Problem: The records that follow must be reproduced in full, exactly as written.

Data for processing:

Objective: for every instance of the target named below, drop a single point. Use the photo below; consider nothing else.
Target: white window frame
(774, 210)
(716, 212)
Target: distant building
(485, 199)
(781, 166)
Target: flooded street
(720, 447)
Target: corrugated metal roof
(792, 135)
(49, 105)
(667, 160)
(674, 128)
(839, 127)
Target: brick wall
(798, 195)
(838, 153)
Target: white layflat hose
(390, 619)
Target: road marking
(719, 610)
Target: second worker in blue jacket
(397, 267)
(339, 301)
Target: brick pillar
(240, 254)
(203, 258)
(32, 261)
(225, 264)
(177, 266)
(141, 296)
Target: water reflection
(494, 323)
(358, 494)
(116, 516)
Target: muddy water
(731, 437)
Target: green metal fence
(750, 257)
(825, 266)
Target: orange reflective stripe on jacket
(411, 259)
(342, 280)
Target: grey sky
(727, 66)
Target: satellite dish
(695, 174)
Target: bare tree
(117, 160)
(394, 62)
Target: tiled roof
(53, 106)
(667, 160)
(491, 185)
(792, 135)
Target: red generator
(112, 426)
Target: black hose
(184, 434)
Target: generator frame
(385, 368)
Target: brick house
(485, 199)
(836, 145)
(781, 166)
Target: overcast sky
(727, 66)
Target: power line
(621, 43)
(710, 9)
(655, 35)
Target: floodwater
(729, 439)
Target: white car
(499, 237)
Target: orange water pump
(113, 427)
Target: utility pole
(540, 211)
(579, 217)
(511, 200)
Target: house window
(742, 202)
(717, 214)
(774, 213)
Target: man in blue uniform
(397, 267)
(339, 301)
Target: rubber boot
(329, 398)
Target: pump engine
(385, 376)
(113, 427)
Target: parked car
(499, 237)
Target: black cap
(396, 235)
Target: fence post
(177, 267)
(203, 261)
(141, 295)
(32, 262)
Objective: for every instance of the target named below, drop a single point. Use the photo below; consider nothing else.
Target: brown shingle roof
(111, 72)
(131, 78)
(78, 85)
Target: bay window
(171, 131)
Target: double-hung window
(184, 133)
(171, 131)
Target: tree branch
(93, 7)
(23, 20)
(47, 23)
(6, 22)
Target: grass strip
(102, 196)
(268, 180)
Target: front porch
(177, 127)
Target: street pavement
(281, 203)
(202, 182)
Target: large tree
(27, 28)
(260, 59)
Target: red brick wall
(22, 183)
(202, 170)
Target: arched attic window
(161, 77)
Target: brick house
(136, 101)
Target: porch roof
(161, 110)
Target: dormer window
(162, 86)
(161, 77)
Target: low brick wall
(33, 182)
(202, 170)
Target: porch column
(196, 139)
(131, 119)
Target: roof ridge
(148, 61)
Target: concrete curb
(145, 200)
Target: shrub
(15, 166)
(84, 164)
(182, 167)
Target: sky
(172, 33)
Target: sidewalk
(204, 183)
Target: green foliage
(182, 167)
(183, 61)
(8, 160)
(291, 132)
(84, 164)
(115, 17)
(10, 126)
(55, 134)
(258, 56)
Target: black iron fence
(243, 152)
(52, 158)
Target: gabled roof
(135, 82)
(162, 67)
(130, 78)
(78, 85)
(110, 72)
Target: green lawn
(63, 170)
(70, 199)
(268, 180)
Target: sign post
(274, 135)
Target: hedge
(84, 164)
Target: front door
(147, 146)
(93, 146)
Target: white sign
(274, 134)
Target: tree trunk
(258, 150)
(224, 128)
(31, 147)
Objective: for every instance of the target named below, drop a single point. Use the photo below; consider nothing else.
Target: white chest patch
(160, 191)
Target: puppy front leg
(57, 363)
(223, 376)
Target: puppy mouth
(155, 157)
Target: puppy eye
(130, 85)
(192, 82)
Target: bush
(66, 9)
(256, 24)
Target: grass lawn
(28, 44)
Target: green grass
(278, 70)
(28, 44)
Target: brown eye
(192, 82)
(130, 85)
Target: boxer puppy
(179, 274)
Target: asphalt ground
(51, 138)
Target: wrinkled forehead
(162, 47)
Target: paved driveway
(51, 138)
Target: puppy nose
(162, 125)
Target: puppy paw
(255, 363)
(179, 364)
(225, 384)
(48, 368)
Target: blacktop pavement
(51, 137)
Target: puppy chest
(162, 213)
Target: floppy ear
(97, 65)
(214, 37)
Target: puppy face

Output:
Objective: for every instance of the target named below, drop a single point. Use the photo below; consider nothing else.
Target: white window frame
(774, 210)
(716, 212)
Target: distant building
(485, 199)
(781, 166)
Target: flooded street
(720, 447)
Target: corrugated metal roof
(792, 135)
(49, 105)
(667, 160)
(674, 128)
(839, 127)
Target: brick wall
(798, 195)
(838, 153)
Target: white layflat hose
(390, 619)
Target: road marking
(719, 610)
Target: second worker in blue jacket
(397, 267)
(339, 301)
Target: brick pillar
(240, 254)
(203, 258)
(32, 261)
(225, 264)
(177, 266)
(141, 296)
Target: water reflection
(494, 323)
(358, 494)
(116, 516)
Target: muddy water
(731, 437)
Target: green metal fence
(750, 257)
(825, 266)
Target: orange reflective stripe on jacket
(411, 259)
(342, 280)
Target: grey sky
(727, 66)
Target: satellite dish
(695, 174)
Target: bare tree
(117, 160)
(394, 62)
Target: tiled roof
(53, 106)
(667, 160)
(491, 185)
(792, 135)
Target: red generator
(112, 426)
Target: black hose
(184, 434)
Target: generator frame
(385, 368)
Target: brick house
(485, 199)
(836, 145)
(781, 166)
Target: overcast sky
(727, 66)
Target: power line
(621, 43)
(710, 9)
(655, 35)
Target: floodwater
(729, 439)
Target: white car
(499, 237)
Target: orange water pump
(113, 427)
Target: utility pole
(540, 211)
(579, 217)
(511, 200)
Target: house window
(742, 202)
(717, 214)
(774, 213)
Target: man in blue uniform
(397, 267)
(339, 301)
Target: rubber boot
(329, 398)
Target: pump engine
(385, 376)
(113, 427)
Target: parked car
(499, 237)
Target: black cap
(396, 235)
Target: fence post
(177, 267)
(203, 261)
(141, 295)
(32, 262)
Objective: for every instance of the target named below, drop a single point. Use the photo below; consider nothing else.
Target: brown shingle roof
(111, 72)
(131, 78)
(78, 85)
Target: bay window
(171, 131)
Target: double-hung window
(184, 133)
(171, 131)
Target: tree branch
(93, 7)
(23, 20)
(47, 23)
(6, 22)
Target: grass strip
(102, 196)
(268, 180)
Target: front porch
(177, 127)
Target: street pavement
(281, 203)
(202, 182)
Target: large tree
(27, 28)
(260, 59)
Target: red brick wall
(22, 183)
(202, 170)
Target: arched attic window
(161, 77)
Target: brick house
(136, 101)
Target: porch roof
(161, 110)
Target: dormer window
(162, 86)
(161, 77)
Target: low brick wall
(33, 182)
(202, 170)
Target: porch column
(196, 139)
(131, 119)
Target: roof ridge
(148, 61)
Target: concrete curb
(145, 200)
Target: shrub
(15, 166)
(84, 164)
(182, 167)
Target: sky
(172, 33)
Target: sidewalk
(204, 183)
Target: green foliage
(182, 167)
(183, 61)
(8, 160)
(291, 132)
(84, 164)
(115, 17)
(10, 126)
(55, 134)
(258, 56)
Target: black iron fence
(243, 152)
(52, 158)
Target: gabled roof
(135, 82)
(162, 67)
(130, 78)
(78, 85)
(110, 72)
Target: green lawn
(63, 170)
(70, 199)
(268, 180)
Target: sign post
(274, 135)
Target: hedge
(84, 164)
Target: front door
(147, 146)
(93, 146)
Target: white sign
(274, 134)
Target: tree trunk
(258, 150)
(224, 128)
(31, 147)
Objective: for every instance of the target named below, drop a single point. Use the photo below; consider nothing else.
Target: white chest patch
(160, 191)
Target: puppy front leg
(57, 363)
(223, 376)
Target: puppy mouth
(155, 157)
Target: puppy eye
(130, 85)
(192, 82)
Target: bush
(66, 9)
(256, 24)
Target: grass lawn
(28, 44)
Target: green grass
(278, 70)
(28, 44)
Target: brown eye
(192, 82)
(130, 85)
Target: boxer puppy
(179, 274)
Target: asphalt ground
(51, 138)
Target: wrinkled forehead
(162, 47)
Target: paved driveway
(51, 138)
Target: puppy nose
(162, 125)
Target: puppy paw
(255, 363)
(179, 364)
(225, 384)
(48, 368)
Target: blacktop pavement
(51, 137)
Target: puppy chest
(162, 213)
Target: floppy ear
(97, 65)
(214, 37)
Target: puppy face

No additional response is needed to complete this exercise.